PROBLEM DETAILS: What you give back must match the data character for character.

*** EXERCISE MATERIALS Section Begins ***

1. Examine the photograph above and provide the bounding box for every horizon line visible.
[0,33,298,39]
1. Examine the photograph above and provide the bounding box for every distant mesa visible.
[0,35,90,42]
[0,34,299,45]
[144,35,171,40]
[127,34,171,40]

*** EXERCISE MATERIALS Section Ends ***

ANSWER SPACE:
1. Examine the photograph above and provide the bounding box for every horizon line visible.
[0,33,298,39]
1. Examine the photograph above and provide the bounding box for every distant mesa visible.
[0,35,90,42]
[0,34,299,45]
[144,35,171,40]
[127,34,171,40]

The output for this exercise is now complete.